Problem to work on =
Reproduce the records below word for word, leaving out the pictures.

▼▼▼

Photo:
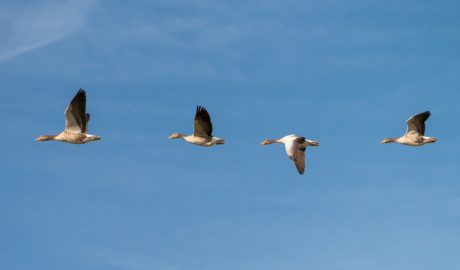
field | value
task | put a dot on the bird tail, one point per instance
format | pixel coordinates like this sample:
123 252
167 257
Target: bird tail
220 141
312 143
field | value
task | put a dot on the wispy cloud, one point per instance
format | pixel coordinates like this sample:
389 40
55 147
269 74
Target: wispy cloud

▲▲▲

Solution to this exercise =
Photo:
field | value
task | put a dot on the bird tail, one point per instance
format | pixel coordinates like this sample:
123 252
167 257
Target: bird tail
220 141
312 143
field | value
task | put a dot on the wispy cloud, one point per instance
format | pixel coordinates like this sample:
389 40
55 147
269 74
Target: wispy cloud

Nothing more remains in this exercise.